Give back exactly the lines from the one that includes "Run detection for: fret" to the last line below, both included, and no further lines.

START TASK MATERIAL

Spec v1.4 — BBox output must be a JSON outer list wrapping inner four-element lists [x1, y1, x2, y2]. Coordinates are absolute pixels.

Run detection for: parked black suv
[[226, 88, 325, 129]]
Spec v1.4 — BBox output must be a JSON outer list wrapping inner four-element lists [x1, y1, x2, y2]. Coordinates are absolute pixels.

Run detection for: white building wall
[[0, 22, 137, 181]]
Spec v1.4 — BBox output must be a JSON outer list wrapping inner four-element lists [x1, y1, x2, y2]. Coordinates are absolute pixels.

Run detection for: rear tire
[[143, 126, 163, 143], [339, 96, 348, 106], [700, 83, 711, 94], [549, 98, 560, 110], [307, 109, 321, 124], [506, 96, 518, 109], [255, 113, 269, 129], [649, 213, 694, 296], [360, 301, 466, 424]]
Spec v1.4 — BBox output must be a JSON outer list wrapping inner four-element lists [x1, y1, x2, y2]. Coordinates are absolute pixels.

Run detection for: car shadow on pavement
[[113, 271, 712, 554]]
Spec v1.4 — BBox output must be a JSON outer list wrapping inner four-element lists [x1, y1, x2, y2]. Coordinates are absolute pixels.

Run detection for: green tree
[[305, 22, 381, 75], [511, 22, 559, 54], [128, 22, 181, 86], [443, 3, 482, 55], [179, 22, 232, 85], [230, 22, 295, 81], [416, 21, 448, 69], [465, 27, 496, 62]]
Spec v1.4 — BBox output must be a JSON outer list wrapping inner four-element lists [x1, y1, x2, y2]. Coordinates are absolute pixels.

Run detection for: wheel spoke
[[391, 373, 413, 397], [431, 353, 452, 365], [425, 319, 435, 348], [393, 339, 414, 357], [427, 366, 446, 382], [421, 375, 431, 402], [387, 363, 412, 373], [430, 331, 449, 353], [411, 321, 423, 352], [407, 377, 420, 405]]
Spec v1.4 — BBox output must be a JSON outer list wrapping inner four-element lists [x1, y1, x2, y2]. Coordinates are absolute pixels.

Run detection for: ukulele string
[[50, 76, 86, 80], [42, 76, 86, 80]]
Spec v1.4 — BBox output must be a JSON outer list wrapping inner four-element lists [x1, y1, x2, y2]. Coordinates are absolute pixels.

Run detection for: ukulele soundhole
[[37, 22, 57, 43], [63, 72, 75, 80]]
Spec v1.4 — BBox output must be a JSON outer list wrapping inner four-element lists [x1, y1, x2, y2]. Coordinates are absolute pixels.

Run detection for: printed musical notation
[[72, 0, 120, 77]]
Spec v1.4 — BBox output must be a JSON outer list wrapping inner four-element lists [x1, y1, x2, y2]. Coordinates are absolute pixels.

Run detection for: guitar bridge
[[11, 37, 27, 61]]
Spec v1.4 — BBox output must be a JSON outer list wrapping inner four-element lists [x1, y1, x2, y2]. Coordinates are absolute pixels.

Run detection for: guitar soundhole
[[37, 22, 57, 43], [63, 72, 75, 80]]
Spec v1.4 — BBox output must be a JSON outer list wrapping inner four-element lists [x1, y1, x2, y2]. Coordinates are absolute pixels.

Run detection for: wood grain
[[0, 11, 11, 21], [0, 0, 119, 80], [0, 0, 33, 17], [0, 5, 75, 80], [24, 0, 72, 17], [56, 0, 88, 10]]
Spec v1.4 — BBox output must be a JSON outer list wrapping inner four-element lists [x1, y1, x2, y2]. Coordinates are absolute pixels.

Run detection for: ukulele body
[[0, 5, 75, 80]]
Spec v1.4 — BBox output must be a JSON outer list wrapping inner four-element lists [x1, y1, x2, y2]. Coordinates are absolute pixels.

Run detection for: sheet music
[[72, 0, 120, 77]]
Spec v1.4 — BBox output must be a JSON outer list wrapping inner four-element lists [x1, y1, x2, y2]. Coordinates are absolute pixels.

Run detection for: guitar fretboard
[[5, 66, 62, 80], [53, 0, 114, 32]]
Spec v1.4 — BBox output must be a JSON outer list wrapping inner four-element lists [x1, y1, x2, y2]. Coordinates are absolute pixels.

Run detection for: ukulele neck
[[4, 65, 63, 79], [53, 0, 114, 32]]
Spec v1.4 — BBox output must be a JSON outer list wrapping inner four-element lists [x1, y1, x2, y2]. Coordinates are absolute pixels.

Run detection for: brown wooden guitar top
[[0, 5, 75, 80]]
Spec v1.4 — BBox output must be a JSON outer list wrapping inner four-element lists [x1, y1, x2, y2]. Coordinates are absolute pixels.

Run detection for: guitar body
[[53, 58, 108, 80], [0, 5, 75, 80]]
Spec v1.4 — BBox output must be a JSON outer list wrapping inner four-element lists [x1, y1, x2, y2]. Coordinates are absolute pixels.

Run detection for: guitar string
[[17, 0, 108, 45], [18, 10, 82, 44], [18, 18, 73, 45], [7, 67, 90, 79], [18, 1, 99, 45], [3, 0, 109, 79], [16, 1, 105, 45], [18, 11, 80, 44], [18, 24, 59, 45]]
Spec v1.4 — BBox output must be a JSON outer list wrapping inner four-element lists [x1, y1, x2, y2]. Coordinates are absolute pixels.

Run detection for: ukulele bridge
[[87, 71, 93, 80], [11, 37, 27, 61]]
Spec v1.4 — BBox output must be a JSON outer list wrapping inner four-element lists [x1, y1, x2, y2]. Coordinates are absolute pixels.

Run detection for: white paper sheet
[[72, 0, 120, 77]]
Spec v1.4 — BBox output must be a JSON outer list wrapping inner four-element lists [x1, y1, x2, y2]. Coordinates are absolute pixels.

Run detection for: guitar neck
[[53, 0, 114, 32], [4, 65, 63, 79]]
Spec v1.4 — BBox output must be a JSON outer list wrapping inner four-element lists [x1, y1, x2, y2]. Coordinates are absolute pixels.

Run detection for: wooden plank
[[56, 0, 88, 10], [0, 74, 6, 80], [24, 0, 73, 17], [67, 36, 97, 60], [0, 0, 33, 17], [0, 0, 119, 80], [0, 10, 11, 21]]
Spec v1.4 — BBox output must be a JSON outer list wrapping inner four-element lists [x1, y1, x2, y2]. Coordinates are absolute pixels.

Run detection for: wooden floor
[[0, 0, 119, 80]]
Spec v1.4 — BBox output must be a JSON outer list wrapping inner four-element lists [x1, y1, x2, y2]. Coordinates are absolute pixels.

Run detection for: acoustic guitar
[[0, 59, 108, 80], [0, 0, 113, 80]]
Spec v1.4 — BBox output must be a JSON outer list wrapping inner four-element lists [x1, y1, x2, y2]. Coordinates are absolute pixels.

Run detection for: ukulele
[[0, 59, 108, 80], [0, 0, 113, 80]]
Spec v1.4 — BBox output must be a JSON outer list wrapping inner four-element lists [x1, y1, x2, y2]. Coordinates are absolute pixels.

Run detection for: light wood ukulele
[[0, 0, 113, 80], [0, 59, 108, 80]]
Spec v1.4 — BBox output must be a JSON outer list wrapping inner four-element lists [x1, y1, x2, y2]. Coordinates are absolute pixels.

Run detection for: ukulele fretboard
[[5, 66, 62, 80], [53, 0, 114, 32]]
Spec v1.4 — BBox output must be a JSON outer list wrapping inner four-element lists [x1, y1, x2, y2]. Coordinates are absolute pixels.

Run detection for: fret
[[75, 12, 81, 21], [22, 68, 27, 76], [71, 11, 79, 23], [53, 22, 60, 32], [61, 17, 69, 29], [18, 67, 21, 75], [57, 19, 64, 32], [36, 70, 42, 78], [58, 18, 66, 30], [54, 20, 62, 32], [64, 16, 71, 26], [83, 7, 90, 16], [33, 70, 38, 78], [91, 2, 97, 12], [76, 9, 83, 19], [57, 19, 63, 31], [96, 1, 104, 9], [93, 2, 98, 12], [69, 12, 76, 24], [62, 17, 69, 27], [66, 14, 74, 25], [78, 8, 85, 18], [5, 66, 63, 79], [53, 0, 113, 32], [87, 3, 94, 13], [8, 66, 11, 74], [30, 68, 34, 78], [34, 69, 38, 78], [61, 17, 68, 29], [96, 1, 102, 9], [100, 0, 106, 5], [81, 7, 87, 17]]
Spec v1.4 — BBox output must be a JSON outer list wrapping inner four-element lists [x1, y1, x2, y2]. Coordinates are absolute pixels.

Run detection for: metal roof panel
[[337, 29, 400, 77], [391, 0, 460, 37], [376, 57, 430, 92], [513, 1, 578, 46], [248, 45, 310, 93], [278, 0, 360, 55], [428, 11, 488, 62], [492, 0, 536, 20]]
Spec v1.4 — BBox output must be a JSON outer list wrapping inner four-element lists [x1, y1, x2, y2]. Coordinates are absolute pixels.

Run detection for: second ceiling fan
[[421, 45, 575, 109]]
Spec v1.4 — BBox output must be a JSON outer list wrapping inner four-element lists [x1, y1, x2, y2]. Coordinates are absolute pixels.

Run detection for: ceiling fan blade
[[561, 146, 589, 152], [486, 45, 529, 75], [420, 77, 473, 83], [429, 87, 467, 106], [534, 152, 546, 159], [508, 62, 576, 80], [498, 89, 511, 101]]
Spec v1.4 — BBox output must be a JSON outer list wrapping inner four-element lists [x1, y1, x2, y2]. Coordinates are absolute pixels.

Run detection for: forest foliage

END TASK MATERIAL

- THE ANSWER -
Run detection for: fret
[[75, 12, 81, 21], [22, 68, 27, 76], [71, 11, 79, 23], [53, 22, 60, 32], [61, 17, 69, 29], [18, 67, 21, 75], [57, 19, 64, 32], [36, 70, 42, 78], [58, 18, 66, 30], [54, 20, 62, 32], [64, 16, 71, 26], [83, 7, 90, 16], [33, 70, 38, 78], [91, 2, 97, 12], [76, 9, 83, 19], [57, 19, 63, 31], [96, 1, 104, 9], [93, 2, 98, 12], [69, 12, 76, 24], [62, 17, 69, 27], [66, 14, 74, 25], [78, 8, 85, 18], [5, 66, 63, 79], [53, 0, 113, 32], [87, 3, 94, 13], [8, 66, 11, 74], [30, 68, 34, 78], [34, 69, 38, 78], [61, 17, 68, 29], [96, 1, 102, 9], [100, 0, 106, 5], [81, 7, 87, 17]]
Spec v1.4 — BBox output must be a JSON outer list wrapping inner four-element lists [x1, y1, x2, y2]. Coordinates are absolute pixels.

Run detection for: metal roof panel
[[337, 29, 400, 77], [391, 0, 460, 37], [376, 57, 430, 92], [513, 1, 578, 46], [248, 45, 310, 93], [278, 0, 360, 55], [428, 11, 488, 62], [492, 0, 536, 20]]
Spec v1.4 — BBox output must be a JSON outer list wrapping inner four-element lists [x1, y1, x2, y2]. Coordinates are absolute pixels.

Run detection for: second ceiling fan
[[421, 45, 575, 109]]
Spec v1.4 — BBox output must be a JSON outer list wrapping inner four-element lists [x1, y1, x2, y2]. Coordinates are absolute pixels.

Run detection for: ceiling fan blade
[[561, 146, 589, 152], [486, 45, 529, 75], [420, 77, 473, 83], [429, 87, 467, 106], [534, 152, 546, 159], [508, 62, 576, 80], [498, 89, 511, 101]]
Spec v1.4 — BBox output must be a JSON outer list wrapping inner four-element lists [x1, y1, x2, y2]. Coordinates are absolute pixels.

Run detection for: forest foliage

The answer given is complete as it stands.